EXTRACT PROVIDED –

▶

2.2. Considered Solutions

  • A. Define a new read-only external queue family, such as VK_QUEUE_FAMILY_FOREIGN_READ_ONLY_EXT. When the application transfers ownership of a resource to this queue family, it implicitly informs the implementation that the external queue will not modify the resource’s external memory.

  • B. Extend resource creation, such as VkImageCreateInfo, with a new parameter that informs the implementation that no external queue will modify the resource’s external memory.

  • C. Extend the ownership-release memory barrier, such as VkImageMemoryBarrier, with a new parameter that informs the implementation that the resource’s external memory will remain unmodified for the duration of the external queue family’s ownership.

  • D. Extend the ownership-acquire memory barrier, such as VkImageMemoryBarrier, with a new parameter that informs the implementation that the resource’s external memory has remained unmodified since the most recent ownership-release.

2.3. Solution Analysis

For analyzing the pros and cons of each solution, let us examine the life of an external image that involves the following producers/consumers.

  • A Vulkan application. It juggles the external image among the following producers/consumers in addition to its own independent Vulkan rendering.

  • A video decoder.

  • A library that post-processes the image with Vulkan. For example, the library may apply color correction or add dropshadows. When the image is submitted to the library for post-processing, sometimes the library applies changes to the image, sometimes the library returns the image unchanged.

  • A presentation engine (such as a window system) that only reads the image and never modifies it. The application does not use Vulkan WSI to interact with the presentation engine, such as vkCreateWaylandSurfaceKHR, VkSwapchainKHR, and vkQueuePresentKHR. Instead, the application effectively implements these functions itself with a combination of VK_EXT_external_memory_dma_buf, VK_EXT_queue_family_foreign, and native Wayland API from libwayland-client.

The image is used in the following loop:

  • a. Application’s Vulkan releases ownership of the image to the video decoder.

  • b. Video decoder writes to the image, discarding all previous pixel data.

  • c. Application’s Vulkan acquires ownership.

  • d. Application’s Vulkan adds a visual effect to the image.

  • e. Application’s Vulkan releases ownership to the post-processing library.

  • f. Post-processing library works on the image. This step has two subcases:

  • f.rw. Post-processing library modifies the image.

  • f.ro. Post-processing library does not modify the image.

◀

Object location annotation data –
▶

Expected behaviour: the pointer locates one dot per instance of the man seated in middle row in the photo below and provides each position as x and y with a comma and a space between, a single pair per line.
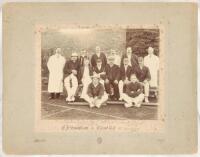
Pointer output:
112, 79
133, 95
100, 70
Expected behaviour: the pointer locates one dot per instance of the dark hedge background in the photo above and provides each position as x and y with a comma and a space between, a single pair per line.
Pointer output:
118, 39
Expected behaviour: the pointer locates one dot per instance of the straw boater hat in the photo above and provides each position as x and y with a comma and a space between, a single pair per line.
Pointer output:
95, 76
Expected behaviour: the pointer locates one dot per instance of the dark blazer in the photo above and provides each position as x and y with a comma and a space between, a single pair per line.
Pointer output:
81, 60
134, 60
127, 73
95, 57
133, 89
69, 66
102, 69
112, 73
142, 74
81, 71
97, 91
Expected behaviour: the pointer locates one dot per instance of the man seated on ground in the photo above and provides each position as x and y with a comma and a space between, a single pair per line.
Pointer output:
71, 82
125, 72
133, 95
143, 75
112, 79
100, 70
96, 95
84, 75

◀

WHAT YOU WILL DO –
Reproduce the passage of the Vulkan external image ownership text above, starting at "For analyzing the" and ending at "A video decoder.".

OUTPUT FOR THIS EXERCISE –
For analyzing the pros and cons of each solution, let us examine the life of an external image that involves the following producers/consumers.

  • A Vulkan application. It juggles the external image among the following producers/consumers in addition to its own independent Vulkan rendering.

  • A video decoder.